21 Haziran 2022
Kene ısırmasıyla ortaya çıkan Kırım Kongo Kanamalı Ateşi’nin (KKKA) erken teşhis edilebilmesi için PCR testi geliştirilecek. Prof. Dr. Öner Ergönül, koronavirus için kullanılan molnupiravir gibi bazı ilaçların KKKA’daki etkinliğini de araştırdıklarını söyledi.
Karaciğeri hedef alarak ateş, halsizlik, iştahsızlık, kas ve baş ağrısı, bulantı, kusma, ishal gibi bulgularla seyrederek ölüme neden olabilen Kırım Kongo Kanamalı Ateşi’nin (KKKA) erken teşhisi ve tedavisine yönelik bir çalışmaya başlanıyor.
Koç Üniversitesi-İş Bankası İnfeksiyon Hastalıkları Araştırma Merkezi (KUISCID) direktörü Prof. Dr. Önder Ergönül ile KUISCID araştırmacıları, koronavirustan elde ettikleri tecrübeyle, KKKA’nın erken teşhisi için yerli PCR testi geliştirerek Türkiye’de yaygın olarak kullanılmasını hedefliyor.
COVID’den beş kat daha ölümcül olduğu belirtilen hastalığın tedavisinde alternatif ilaçlar bulmayı amaçladıklarını anlatan Prof. Dr. Ergönül, koronavirus için kullanılan molnupiravir gibi bazı ilaçların, KKKA’daki etkinliğini de araştırdıklarını, tedavide daha çok seçenek elde edilebileceğini açıkladı.

▬▬▬▬▬▬▬▬▬▬

#### Yapılacaklar
a) KKKA haberinde hastalığın seyrinde görüldüğü söylenen bulguları, metinde sayıldığı şekliyle yazın.
b) KKKA haberini son cümlesinden sonra sürdürün.
Satırların KKKA haberiyle hiçbir ilgisi yok.

▬▬▬▬▬▬▬▬▬▬

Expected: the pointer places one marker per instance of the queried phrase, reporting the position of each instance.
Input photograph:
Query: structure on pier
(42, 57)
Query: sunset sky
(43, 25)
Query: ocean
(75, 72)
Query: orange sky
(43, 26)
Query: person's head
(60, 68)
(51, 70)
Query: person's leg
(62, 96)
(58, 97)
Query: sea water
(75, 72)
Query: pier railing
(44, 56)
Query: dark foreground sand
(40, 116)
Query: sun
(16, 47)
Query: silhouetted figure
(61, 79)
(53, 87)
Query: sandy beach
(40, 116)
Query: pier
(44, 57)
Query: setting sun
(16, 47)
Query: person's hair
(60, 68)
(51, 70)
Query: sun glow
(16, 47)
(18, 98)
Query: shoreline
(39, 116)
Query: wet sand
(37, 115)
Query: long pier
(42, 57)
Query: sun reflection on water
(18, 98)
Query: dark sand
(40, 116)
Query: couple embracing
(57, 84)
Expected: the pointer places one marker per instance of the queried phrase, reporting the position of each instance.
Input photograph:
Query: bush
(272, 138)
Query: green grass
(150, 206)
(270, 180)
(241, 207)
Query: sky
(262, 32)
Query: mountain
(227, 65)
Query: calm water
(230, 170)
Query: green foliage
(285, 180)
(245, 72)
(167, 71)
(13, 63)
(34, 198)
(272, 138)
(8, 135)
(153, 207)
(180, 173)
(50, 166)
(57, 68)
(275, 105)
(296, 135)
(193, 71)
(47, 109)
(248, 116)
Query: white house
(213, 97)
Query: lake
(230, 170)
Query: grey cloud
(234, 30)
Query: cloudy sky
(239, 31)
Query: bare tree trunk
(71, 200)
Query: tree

▬▬▬▬▬▬▬▬▬▬

#### Cevaplar
a) ateş, halsizlik, iştahsızlık, kas ve baş ağrısı, bulantı, kusma, ishal

b)
HASTALIĞIN EN ÇOK GÖRÜLDÜĞÜ BÖLGE ÇORUM
Geçen hafta Erzurum’un Şenkaya ilçesinde arkeolojik çalışma yaparken kene ısırması sonucu hayatını kaybeden 52 yaşındaki Arkeolog Murat Kurt’un ölümüyle tekrar gündeme gelen KKKA, en çok Doğu Avrupa ile Türkiye’de görülüyor. Ülkemizde ilk kez 2002 yılında tespit edilen hastalıkla ilgili, 20 yıldır çalışmalar yürüten ve bu alanda dünyadaki söz sahibi bilim insanları arasında yer alan Prof. Dr. Önder Ergönül, KKKA’nın, Türkiye için hala önemli bir başlık olduğuna işaret ederek KUISCID araştırmacılarıyla birlikte hastalığın erken teşhisi için yaygın olarak kullanılabilecek PCR testi geliştirmeye başladıklarını, tedavide etkin ilaçların tespit edilebilmesi için de büyük bir çalışma yürüttüklerini söyledi. KKKA araştırmaları, hastalığın en çok görüldüğü bölgelerden Çorum’daki Hitit Üniversitesi İnfeksiyon Hastalıkları bölümüyle de işbirliği içerisinde yürütülüyor.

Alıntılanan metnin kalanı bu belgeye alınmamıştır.